- **Okunacak Metin**:

Kefr Kasım katliamının gerçekleştiği gün bir anma günü olmadığı gibi, nisyanın her şeyin üstünün kapatılabileceği yeni bir merhale de değildir.
Kefr Kasım bir nefretin tarihidir. Herzel’in, Tevrat’ın içinden doğunun yüzüne karşı kılıç çektiğinden bu yana süregelen bir tarihtir.
Herkes tarafından unutulmuş, yerle bir edilen köyün sakinleri, kimsenin öfkesini uyandıracak bir harekette bulunmamıştı. En dişli düşmanı bile kışkırtacak bir şey yapmamışlardı. Sadece acımasız tabiatın zor şartlarına ve sefalete karşı koyarlardı. Neden öldürdüler peki? Bizim için öldükleri söylenemez. Felaketleri bizim için şu şekil de yorumlanabilir: Zulme ve gaspa karşı nefretimiz daha da derin olsun diye öldüler diyebiliriz. Veya toprağa karşı duyduğumuz derin bağ daha derinleşsin diye öldüler de diyebiliriz. Ne var ki bu kadar vahşi bir kanıta ihtiyacımız yoktur. Hem sevgimizi hem nefretimizi bu nafile ölümler olmaksızın da derinleştirebilirdik. Peki, niye öldüler?

- **Yapılacak Görevler**:
1. Kefr Kasım metnindeki "Kefr Kasım bir nefretin tarihidir." cümlesini İngilizceye çevirin.
2. Kefr Kasım metnini, son cümlesi olan "Peki, niye öldüler?" ifadesinin ardından sürdürün.
Ardından gelen listenin Kefr Kasım metniyle bir ilgisi yoktur.

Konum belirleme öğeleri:
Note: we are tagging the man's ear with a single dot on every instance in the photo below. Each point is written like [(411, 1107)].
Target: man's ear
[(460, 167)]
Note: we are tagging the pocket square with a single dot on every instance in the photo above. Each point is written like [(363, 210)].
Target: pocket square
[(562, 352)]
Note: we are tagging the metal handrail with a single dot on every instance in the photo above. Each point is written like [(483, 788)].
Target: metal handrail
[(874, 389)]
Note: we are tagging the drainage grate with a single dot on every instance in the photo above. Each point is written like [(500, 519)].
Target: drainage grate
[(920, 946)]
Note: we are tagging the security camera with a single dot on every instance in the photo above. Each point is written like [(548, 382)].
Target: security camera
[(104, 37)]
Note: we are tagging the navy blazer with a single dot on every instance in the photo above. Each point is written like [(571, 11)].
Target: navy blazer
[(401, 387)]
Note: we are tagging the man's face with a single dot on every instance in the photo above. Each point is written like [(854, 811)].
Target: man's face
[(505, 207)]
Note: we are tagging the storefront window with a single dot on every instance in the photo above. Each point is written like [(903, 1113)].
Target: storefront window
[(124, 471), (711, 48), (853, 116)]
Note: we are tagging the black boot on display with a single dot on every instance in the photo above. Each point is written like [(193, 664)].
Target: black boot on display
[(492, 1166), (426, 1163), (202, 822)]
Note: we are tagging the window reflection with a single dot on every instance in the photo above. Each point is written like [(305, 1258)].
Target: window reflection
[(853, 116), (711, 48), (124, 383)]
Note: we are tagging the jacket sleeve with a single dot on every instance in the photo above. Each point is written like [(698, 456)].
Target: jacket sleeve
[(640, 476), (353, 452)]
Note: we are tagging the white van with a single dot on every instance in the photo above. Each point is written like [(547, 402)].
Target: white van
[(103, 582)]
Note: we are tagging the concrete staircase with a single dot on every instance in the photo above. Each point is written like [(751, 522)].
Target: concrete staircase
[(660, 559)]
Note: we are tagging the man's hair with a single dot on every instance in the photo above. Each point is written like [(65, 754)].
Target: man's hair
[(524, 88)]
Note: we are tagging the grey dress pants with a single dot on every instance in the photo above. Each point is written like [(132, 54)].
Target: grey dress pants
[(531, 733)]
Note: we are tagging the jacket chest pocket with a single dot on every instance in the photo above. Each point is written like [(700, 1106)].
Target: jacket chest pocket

- **Görev Sonuçları**:
1. Kefr Kasım is the history of a hatred.

2.
Bizim için olmadığı kesin. Öldürülmüş olmak için can verdiler; bu kadar. Siyonist, — Bu hayatımda hep kurban olmuşum, kurban kesmek de varmış kısmetimde, diyebilsin diye.
Siyonist bu sebepten dolayı öldürmekten zevk duyar:
“Ya katil ya maktul olurum.” Kendine bıraktığı seçim olanakları bu kadar kısıtlıdır çünkü.
Maskaralık mahkemelerinde görev alan avukatlar, katliamı işleyen İsrailli askerlere şu soruları sordu:
— Geçmişte bu ülkedeki hayatınız boyunca Arapların düşmanlarınız olduğu duygusunu yaşadığınız doğru mu?
— Evet.
— Aynı duyguyu İsrail’de ve İsrail’in dışında yaşayan Araplara karşı da beslediğiniz doğru mu?
— Evet, hiç fark etmeksizin aynı duyguyu taşıyorum hepsine karşı.
— Kefr Kasım’da akşamdan sonra dışarıda bulunan her Arabı öldürme emrini yerine getirmediğiniz takdirde, silahlı kuvvetlerin ruhuna ve sınırları koruma görevine ihanet etmiş olduğunuzu hissetmiş olur muydunuz?
— Evet.
— Savaş gününde, mesela Yafa’nın herhangi bir sokağında bir Arap görmüş olsaydınız, ona ateş açar mıydınız?
— Bilmiyorum.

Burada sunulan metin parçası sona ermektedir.